(Dataset entries)
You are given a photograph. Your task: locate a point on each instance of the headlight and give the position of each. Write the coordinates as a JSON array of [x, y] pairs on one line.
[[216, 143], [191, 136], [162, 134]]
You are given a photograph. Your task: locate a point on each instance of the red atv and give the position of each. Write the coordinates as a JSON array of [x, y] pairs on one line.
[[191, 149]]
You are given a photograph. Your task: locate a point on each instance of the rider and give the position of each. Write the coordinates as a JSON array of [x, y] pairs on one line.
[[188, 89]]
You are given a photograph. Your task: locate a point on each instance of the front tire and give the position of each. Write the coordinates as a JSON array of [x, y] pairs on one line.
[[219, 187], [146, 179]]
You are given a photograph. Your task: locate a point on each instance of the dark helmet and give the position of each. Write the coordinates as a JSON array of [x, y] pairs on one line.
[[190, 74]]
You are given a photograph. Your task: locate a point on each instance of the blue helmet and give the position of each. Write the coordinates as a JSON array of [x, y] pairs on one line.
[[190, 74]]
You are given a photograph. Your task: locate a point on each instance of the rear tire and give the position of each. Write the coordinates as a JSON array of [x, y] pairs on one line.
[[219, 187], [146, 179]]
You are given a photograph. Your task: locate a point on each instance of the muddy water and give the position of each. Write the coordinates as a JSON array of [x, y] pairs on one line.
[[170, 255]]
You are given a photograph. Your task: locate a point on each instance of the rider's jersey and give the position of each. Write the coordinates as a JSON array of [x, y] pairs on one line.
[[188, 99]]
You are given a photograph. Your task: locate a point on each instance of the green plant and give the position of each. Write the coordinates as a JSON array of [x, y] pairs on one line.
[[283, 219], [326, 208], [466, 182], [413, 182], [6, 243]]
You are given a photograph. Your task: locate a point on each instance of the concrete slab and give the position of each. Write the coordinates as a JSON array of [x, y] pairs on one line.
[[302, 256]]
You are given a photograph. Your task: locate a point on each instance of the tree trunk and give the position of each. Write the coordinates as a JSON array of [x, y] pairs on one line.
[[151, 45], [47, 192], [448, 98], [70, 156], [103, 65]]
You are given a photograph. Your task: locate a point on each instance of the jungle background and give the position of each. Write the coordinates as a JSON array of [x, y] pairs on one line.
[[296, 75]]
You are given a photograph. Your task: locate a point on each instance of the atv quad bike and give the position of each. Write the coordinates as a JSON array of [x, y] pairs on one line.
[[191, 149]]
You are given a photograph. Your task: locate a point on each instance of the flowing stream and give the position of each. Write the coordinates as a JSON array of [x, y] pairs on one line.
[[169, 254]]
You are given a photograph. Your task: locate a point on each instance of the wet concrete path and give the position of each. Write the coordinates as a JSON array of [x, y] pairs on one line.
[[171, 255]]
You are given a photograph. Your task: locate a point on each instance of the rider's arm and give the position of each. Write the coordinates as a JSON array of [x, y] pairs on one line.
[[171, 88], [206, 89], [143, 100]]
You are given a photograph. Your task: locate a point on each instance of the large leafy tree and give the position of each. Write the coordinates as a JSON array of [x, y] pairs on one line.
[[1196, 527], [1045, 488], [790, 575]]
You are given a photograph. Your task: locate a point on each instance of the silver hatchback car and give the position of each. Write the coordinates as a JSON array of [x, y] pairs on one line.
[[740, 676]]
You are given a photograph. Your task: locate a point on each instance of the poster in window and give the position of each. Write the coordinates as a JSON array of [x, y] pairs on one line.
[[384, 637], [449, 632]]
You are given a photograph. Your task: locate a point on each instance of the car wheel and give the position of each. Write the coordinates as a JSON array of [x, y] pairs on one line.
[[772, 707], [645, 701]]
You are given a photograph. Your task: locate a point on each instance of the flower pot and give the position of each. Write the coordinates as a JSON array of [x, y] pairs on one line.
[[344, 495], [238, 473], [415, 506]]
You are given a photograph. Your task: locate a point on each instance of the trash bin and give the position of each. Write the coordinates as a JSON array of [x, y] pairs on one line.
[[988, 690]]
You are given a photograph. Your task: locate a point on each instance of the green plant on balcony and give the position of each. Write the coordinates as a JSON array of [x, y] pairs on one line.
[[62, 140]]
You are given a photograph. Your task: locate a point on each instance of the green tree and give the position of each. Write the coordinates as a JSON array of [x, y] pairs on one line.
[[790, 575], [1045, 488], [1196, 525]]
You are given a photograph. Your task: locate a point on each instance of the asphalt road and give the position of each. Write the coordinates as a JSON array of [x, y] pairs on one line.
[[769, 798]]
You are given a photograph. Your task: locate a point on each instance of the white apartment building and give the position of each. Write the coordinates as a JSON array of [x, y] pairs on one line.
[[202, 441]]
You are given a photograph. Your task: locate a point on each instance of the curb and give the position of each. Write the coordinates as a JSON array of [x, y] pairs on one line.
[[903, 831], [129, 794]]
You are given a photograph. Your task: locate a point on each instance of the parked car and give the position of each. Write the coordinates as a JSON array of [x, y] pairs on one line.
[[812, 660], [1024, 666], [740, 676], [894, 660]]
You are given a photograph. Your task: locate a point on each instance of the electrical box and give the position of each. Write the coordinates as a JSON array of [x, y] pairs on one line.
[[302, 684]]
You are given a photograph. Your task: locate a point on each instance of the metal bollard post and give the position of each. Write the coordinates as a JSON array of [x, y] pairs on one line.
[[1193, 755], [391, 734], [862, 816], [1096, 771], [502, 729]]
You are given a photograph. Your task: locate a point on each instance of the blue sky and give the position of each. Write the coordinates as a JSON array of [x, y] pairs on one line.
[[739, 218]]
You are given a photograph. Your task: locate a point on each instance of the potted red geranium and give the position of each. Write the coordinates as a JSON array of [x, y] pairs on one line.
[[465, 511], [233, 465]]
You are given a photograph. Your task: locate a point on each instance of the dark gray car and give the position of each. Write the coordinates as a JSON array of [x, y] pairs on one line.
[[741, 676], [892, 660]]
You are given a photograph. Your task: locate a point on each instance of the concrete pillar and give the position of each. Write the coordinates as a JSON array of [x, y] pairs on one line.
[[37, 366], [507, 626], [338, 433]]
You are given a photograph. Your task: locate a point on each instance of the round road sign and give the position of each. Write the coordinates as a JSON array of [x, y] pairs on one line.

:: About this exercise ::
Please transcribe the lines from the one containing "of the curb" through the last line of the records. Include both ends and nothing else.

:: Output of the task ::
You are given a photograph. Your task: locate a point on each instance of the curb and give the position of each. Write the coordinates as a JSON array of [x, y] pairs on one line.
[[903, 831], [129, 794]]
You are given a photograph. Your task: locate a point on each instance of the parked car and give the position of each. Write the coordinates as a JSON array of [x, y] pairs on one line.
[[812, 660], [1024, 666], [740, 676], [894, 660]]
You are given a photograph. Your task: locate a point on each instance of the electrical box and give the position of each. Write the coordinates as a JSON array of [x, y] pairs on one line.
[[302, 684]]
You are given a photograph. Your task: locate a point on each instance of the metal bollard post and give the position of each. Write the coordinates as a JSON array of [x, y] pairs on one line.
[[1193, 755], [391, 734], [862, 816], [1096, 771], [502, 729]]
You are given a photograph. Your task: locate a point on each instance of the blue sky and give the position of each. Write the coordinates as a JSON array of [x, y] pairs on one line.
[[739, 218]]
You are given a photograph. Your task: locate a point on each instance of the potted red geranium and give the position of each. Write the coordinates as a JSON array of [x, y] pairs on one line.
[[465, 511], [233, 465]]
You are given a photograph. Your task: locate a point on each instance of the dark gray car and give the position of each. Write the coordinates as a JSON array of [x, y] pairs on one line.
[[741, 676], [892, 660]]
You are given a photograph. Your task: locate a point on each instance of the concrete pillar and give the position of each. Write the coordinates as a JSON array of [x, y] pairs on one line.
[[37, 366], [507, 626], [338, 433]]
You are given a photograph. Your task: locate a point on each instance of the round road sign and give the position of each. Write the coordinates as a JSON array of [x, y] pairs on one line.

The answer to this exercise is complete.